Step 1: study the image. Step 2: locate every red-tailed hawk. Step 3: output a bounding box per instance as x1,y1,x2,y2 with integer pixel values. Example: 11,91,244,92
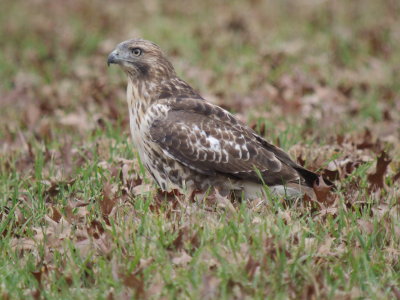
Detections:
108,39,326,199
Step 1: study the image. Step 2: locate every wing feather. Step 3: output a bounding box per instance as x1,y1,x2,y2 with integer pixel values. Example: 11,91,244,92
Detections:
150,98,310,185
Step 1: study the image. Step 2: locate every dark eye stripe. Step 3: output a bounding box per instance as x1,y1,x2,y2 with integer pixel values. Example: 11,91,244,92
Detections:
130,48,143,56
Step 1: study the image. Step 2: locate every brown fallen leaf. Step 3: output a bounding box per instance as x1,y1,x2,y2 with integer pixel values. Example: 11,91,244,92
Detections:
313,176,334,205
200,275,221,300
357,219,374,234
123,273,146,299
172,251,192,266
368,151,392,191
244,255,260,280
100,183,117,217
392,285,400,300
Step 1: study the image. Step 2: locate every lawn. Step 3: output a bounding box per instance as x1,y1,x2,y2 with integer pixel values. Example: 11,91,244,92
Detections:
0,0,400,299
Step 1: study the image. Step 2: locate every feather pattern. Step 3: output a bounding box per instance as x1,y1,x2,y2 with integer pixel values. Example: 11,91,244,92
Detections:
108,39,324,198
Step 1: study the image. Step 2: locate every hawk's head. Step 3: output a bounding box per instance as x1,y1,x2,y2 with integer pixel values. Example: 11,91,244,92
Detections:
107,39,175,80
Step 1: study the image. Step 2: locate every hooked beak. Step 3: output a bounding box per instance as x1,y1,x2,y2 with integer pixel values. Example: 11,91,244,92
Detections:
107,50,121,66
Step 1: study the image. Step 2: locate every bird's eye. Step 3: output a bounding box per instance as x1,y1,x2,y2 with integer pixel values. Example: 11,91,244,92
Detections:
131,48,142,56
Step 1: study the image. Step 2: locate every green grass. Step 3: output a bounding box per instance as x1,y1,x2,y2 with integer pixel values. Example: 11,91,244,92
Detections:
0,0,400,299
————
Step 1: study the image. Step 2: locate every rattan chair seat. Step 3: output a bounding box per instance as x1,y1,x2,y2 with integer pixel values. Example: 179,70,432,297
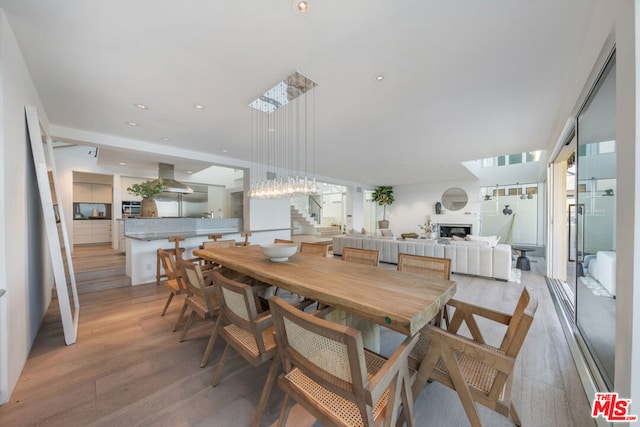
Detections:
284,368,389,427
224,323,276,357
————
→ EXERCISE DIRECTIONS: Please put the listing starting at the line containing "Step 1: study the image. Step 2: locate every red-tailed" and ending at the line containing "108,39,326,199" into a two-column CSV with the headers text and output, one row for each text with its output, every field quoted and with line breaks turned into spaces. Leave the picture out.

→ THE SOLUTION:
text,output
"Step 1: study the image. Step 2: locate every red-tailed hawk. Step 3: output a bounding box per instance as x1,y1,x2,y2 with integer pixel values. Example: 11,91,244,92 Detections:","108,39,326,199"